Dataset entries:
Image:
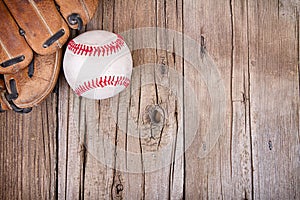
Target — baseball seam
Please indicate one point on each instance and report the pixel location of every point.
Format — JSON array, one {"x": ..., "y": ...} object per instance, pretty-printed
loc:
[
  {"x": 100, "y": 51},
  {"x": 102, "y": 82}
]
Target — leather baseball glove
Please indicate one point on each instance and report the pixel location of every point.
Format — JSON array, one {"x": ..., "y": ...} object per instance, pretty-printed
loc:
[{"x": 32, "y": 33}]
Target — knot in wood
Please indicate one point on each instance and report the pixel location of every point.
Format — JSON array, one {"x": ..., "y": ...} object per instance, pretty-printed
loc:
[{"x": 155, "y": 114}]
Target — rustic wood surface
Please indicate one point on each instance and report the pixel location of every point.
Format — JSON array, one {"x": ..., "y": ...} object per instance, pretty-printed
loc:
[{"x": 74, "y": 148}]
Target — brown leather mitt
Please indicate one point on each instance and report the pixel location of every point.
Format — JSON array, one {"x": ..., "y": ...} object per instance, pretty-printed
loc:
[{"x": 32, "y": 33}]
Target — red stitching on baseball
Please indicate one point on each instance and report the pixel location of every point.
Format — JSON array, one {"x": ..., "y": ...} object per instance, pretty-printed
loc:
[
  {"x": 102, "y": 82},
  {"x": 104, "y": 50}
]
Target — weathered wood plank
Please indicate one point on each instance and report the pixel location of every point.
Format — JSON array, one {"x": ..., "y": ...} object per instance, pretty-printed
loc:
[
  {"x": 207, "y": 58},
  {"x": 274, "y": 99},
  {"x": 28, "y": 153}
]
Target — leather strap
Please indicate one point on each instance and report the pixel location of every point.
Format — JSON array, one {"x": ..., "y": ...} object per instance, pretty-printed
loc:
[
  {"x": 44, "y": 29},
  {"x": 15, "y": 54}
]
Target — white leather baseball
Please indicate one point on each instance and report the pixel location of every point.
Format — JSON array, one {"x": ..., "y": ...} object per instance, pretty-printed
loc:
[{"x": 97, "y": 64}]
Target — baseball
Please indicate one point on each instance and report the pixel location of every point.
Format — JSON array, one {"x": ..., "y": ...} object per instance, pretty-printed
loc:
[{"x": 97, "y": 64}]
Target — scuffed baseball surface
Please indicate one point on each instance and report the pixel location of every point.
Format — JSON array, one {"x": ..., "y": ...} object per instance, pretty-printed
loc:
[{"x": 98, "y": 64}]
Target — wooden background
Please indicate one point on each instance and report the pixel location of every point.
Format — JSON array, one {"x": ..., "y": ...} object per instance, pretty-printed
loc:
[{"x": 255, "y": 46}]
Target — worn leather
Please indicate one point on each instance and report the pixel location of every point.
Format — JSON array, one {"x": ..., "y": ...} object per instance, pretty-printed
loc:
[
  {"x": 40, "y": 20},
  {"x": 31, "y": 91},
  {"x": 85, "y": 8},
  {"x": 9, "y": 32}
]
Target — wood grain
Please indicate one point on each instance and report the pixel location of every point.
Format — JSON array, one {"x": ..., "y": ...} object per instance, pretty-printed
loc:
[{"x": 73, "y": 148}]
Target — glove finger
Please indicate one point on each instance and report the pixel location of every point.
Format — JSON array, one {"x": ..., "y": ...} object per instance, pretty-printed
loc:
[
  {"x": 77, "y": 13},
  {"x": 45, "y": 30},
  {"x": 27, "y": 90},
  {"x": 15, "y": 54}
]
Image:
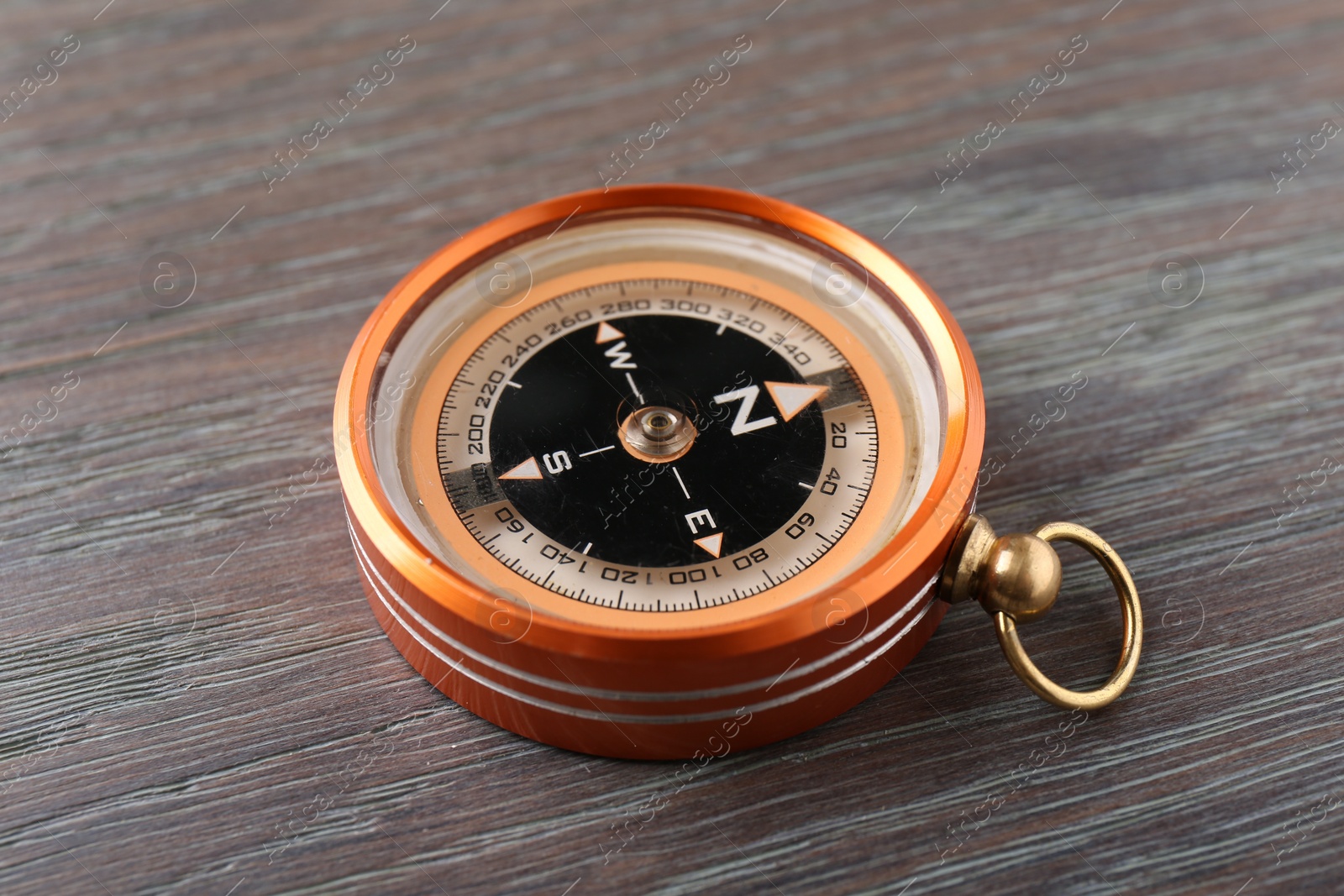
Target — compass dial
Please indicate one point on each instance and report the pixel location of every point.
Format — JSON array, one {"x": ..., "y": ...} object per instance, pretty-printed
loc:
[
  {"x": 656, "y": 443},
  {"x": 638, "y": 470}
]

* [Written instruction] Write out the whole listing again, exactly, with no pictures.

* [Response for this exercise]
Image:
Target — baseball seam
Please indicate one point on each instance and report the pixel location of every point.
Format — JSON array, one {"x": ..., "y": ...} object per instance, pretty-printed
loc:
[
  {"x": 100, "y": 51},
  {"x": 102, "y": 82}
]
Target — leather baseball glove
Please indicate one point on each instance and report the pixel location of every point.
Format — JSON array, one {"x": ..., "y": ...} object per instance, pretty-printed
loc:
[{"x": 32, "y": 33}]
Target — knot in wood
Please indicate one point on each instance and report the pixel location of every point.
Format — JSON array, one {"x": ..., "y": ...} object per instance, pretty-printed
loc:
[{"x": 155, "y": 114}]
Target — rustic wood surface
Please indicate one point on each instance and report the pixel location of every point.
Format — JSON array, one {"x": ..., "y": ...} object per instance, pretty-printed
loc:
[{"x": 74, "y": 148}]
Target — brown leather mitt
Please indicate one point on each instance and report the pixel location of every point.
Format — JSON array, one {"x": ..., "y": ...} object per instance, pretty-printed
loc:
[{"x": 32, "y": 33}]
Target — red stitching on baseball
Please indicate one point on each instance and report the pixel location of every point.
Format — JSON array, one {"x": ..., "y": ...} object per instance, pretty-printed
loc:
[
  {"x": 102, "y": 82},
  {"x": 104, "y": 50}
]
Target — weathered wood plank
Please indicate one point on each instance and report the pixel location of every point.
Format — JSON array, one {"x": ..., "y": ...} object per instance, pretty-printed
loc:
[
  {"x": 207, "y": 58},
  {"x": 274, "y": 99},
  {"x": 28, "y": 153}
]
Target — leather strap
Please indicate one point on each instance and report the pixel location of every point.
Format — JSON array, one {"x": ..., "y": ...} object per instance, pretty-printed
loc:
[
  {"x": 44, "y": 29},
  {"x": 15, "y": 54}
]
Target — white leather baseball
Please indicate one point on each instance and report the pixel location of every point.
Format — JSON array, one {"x": ..., "y": ...} object per instance, pretty-printed
loc:
[{"x": 97, "y": 64}]
Target — baseball
Please indicate one point on each instance and report the pixel location of every point.
Format — JSON array, one {"x": ..., "y": ...} object per instance, pretty-printed
loc:
[{"x": 97, "y": 64}]
Target — scuffed baseball surface
Please indicate one point on each instance and report the pixel location of every point.
Format — JSON array, one {"x": ..., "y": ...} object per instance, pretty-printed
loc:
[{"x": 98, "y": 64}]
Target — wooden background
Please indicate one point on each instance and report the pixel location of every point.
Format — JSON array, one {"x": ..., "y": ...} object per instance, pretty-printed
loc:
[{"x": 255, "y": 46}]
Target — worn leather
Please indicate one point on each instance and report the pixel location of every point.
Format — JSON array, one {"x": ..., "y": ...} object per instance, pretty-printed
loc:
[
  {"x": 40, "y": 20},
  {"x": 31, "y": 91},
  {"x": 85, "y": 8},
  {"x": 9, "y": 32}
]
Target — wood grain
Please indicate one point on each instance and report the pixel location of every point.
Format — JSON array, one {"x": ..., "y": ...} object per instance, pretty-printed
loc:
[{"x": 73, "y": 148}]
Target — glove finger
Please indicate one point on each instance and report the pixel location of every point.
Format — JSON array, one {"x": ..., "y": ...} object per instance, pretty-printed
loc:
[
  {"x": 77, "y": 13},
  {"x": 45, "y": 30},
  {"x": 27, "y": 90},
  {"x": 15, "y": 54}
]
Image:
Target — compass dial
Please indicate one point on each instance and report the pixel location of every point.
Format — JSON array, one {"x": ..., "y": ...} object per instance, pretty-printed
loc:
[
  {"x": 656, "y": 443},
  {"x": 638, "y": 470}
]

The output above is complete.